■ Tasks and exercises
(a) According to the article header on interferon-free hepatitis C treatment, at which hospital in Athens does George Papatheodoridis work?
(b) Echo the article header from "Tuesday, August 25, 2015" up to and including "All rights reserved.".

Tuesday, August 25, 2015

Interferon-free regimens for the treatment of hepatitis C virus in liver transplant candidates or recipients

World J Gastroenterol. 2015 August 28; 21(32): 9526-9533.
Published online 2015 August 28. doi: 10.3748/wjg.v21.i32.9526.

Copyright ©The Author(s) 2015. Published by Baishideng Publishing Group Inc. All rights reserved.

Interferon-free regimens for the treatment of hepatitis C virus in liver transplant candidates or recipients

Evangelos Cholongitas, 4th Department of Internal Medicine, Medical School of Aristotle University, Hippokration General Hospital of Thessaloniki, 54642 Thessaloniki, Greece
Chrysoula Pipili, Division of Nephrology, Royal Infirmary of Edinburgh, Scotland EH16 4SA, United Kingdom
George Papatheodoridis, Department of Gastroenterology, Athens University Medical School, Laiko General Hospital of Athens, 11527 Athens, Greece
Author contributions: Cholongitas E and Pipili C performed the literature search, wrote the first draft of the manuscript and approved the final version; Papatheodoridis GV wrote and edited the final draft of the manuscript and approved the final version.

(Lines from a data source)
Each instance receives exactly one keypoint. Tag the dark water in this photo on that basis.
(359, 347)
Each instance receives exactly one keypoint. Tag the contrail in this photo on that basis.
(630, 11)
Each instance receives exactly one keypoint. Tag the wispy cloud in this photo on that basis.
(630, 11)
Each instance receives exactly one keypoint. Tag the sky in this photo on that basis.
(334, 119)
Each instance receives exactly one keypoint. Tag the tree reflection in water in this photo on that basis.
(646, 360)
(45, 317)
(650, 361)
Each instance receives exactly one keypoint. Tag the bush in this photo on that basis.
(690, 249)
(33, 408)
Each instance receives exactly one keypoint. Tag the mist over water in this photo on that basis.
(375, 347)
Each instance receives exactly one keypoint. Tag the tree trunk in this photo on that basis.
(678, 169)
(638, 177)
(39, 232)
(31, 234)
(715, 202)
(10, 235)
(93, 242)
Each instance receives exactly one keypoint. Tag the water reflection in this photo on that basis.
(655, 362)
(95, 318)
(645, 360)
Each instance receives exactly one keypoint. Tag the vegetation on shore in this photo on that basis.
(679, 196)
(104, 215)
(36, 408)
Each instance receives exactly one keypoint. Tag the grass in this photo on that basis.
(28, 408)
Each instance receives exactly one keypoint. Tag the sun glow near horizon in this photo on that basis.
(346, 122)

==

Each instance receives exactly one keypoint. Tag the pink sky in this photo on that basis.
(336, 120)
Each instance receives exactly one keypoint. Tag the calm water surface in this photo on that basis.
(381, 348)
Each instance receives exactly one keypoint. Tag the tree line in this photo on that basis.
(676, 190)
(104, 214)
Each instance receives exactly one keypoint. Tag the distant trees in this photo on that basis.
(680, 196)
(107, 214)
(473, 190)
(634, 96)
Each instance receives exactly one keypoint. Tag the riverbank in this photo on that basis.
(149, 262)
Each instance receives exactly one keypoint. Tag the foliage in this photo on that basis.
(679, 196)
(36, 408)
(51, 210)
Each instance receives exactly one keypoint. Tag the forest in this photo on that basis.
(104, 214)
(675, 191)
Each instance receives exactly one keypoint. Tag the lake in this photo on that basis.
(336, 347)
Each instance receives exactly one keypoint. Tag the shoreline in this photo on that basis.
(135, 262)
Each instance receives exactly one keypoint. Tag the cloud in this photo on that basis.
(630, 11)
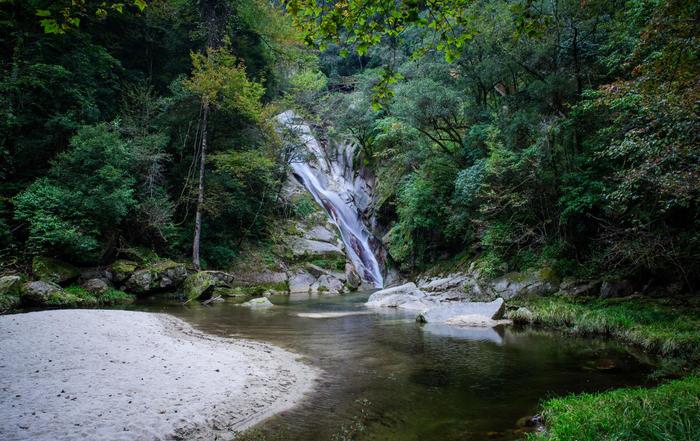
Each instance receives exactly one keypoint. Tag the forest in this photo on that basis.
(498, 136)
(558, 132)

■ Task-by-task answers
(a) Laiko General Hospital of Athens.

(b)
Tuesday, August 25, 2015

Interferon-free regimens for the treatment of hepatitis C virus in liver transplant candidates or recipients

World J Gastroenterol. 2015 August 28; 21(32): 9526-9533.
Published online 2015 August 28. doi: 10.3748/wjg.v21.i32.9526.

Copyright ©The Author(s) 2015. Published by Baishideng Publishing Group Inc. All rights reserved.